### TO DO
Print the entries below word for word, starting with the line that contains "Indicate the waterfall upper" and going on through the line that contains "<point>91,235</point>", with both of those lines included.

### DATASET EXCERPTS

┌────────

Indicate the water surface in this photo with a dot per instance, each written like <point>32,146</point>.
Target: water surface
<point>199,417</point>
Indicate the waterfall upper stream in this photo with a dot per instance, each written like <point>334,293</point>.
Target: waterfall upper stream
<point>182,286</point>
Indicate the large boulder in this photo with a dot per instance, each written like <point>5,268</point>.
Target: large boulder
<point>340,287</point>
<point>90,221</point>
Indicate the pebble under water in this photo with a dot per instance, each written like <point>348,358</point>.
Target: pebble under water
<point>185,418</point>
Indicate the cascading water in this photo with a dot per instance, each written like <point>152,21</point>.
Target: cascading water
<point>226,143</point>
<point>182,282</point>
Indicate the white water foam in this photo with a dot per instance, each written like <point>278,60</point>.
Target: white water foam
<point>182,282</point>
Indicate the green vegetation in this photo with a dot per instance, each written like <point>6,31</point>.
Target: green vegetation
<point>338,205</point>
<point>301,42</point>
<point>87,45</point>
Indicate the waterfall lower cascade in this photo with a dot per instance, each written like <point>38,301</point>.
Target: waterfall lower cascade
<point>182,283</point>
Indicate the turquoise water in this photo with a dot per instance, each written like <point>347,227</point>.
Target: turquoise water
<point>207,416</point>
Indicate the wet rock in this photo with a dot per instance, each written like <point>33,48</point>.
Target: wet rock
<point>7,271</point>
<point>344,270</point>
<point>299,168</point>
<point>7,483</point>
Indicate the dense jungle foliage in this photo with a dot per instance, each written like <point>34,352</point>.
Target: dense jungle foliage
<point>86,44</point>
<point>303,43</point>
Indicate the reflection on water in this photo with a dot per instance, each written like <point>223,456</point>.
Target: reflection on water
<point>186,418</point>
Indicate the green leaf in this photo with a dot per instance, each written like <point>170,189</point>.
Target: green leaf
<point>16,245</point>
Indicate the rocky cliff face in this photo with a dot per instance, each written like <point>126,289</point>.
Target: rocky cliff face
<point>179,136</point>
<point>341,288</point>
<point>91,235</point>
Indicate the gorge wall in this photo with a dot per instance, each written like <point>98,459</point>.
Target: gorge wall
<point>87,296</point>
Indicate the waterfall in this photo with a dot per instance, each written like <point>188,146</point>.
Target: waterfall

└────────

### CORRECT OUTPUT
Indicate the waterfall upper stream in this photo with a dot per instance, each written like <point>334,293</point>.
Target: waterfall upper stream
<point>182,286</point>
Indicate the large boulder in this photo with a dot per instance, each written like <point>5,268</point>.
Target: large boulder
<point>340,287</point>
<point>90,221</point>
Indicate the pebble under water in this photo with a dot per instance, each written like <point>348,358</point>.
Target: pebble under water
<point>185,418</point>
Indicate the cascading water in this photo with a dot per instance, each written like <point>152,21</point>.
Target: cascading water
<point>226,143</point>
<point>182,282</point>
Indicate the white water foam in this photo with a dot per instance, each written like <point>278,60</point>.
Target: white water foam
<point>182,282</point>
Indicate the green vegetation in this photo with a dot per instance, each written like <point>6,31</point>.
Target: green vegetation
<point>338,205</point>
<point>301,42</point>
<point>87,45</point>
Indicate the waterfall lower cascade in this photo with a dot per instance, each written like <point>38,301</point>.
Target: waterfall lower cascade
<point>182,283</point>
Indicate the turquoise water in this photo with a dot per instance, each written like <point>347,227</point>.
Target: turquoise water
<point>207,416</point>
Indicate the wet rock in this photo with a dot per instance, each written like <point>33,48</point>.
Target: wet rock
<point>7,271</point>
<point>344,270</point>
<point>299,168</point>
<point>7,483</point>
Indicate the dense jungle foliage in this photo with a dot per instance, each written like <point>34,352</point>.
Target: dense jungle foliage
<point>86,44</point>
<point>303,43</point>
Indicate the reflection on water in this photo with a dot per instance, each written like <point>223,456</point>.
Target: reflection on water
<point>186,418</point>
Indicate the green leaf in this photo with a dot per instance, each written like <point>170,189</point>.
Target: green leaf
<point>16,245</point>
Indicate the rocky cliff face in this photo with a dot per instance, each written like <point>126,289</point>.
Target: rocky cliff face
<point>179,136</point>
<point>341,288</point>
<point>91,235</point>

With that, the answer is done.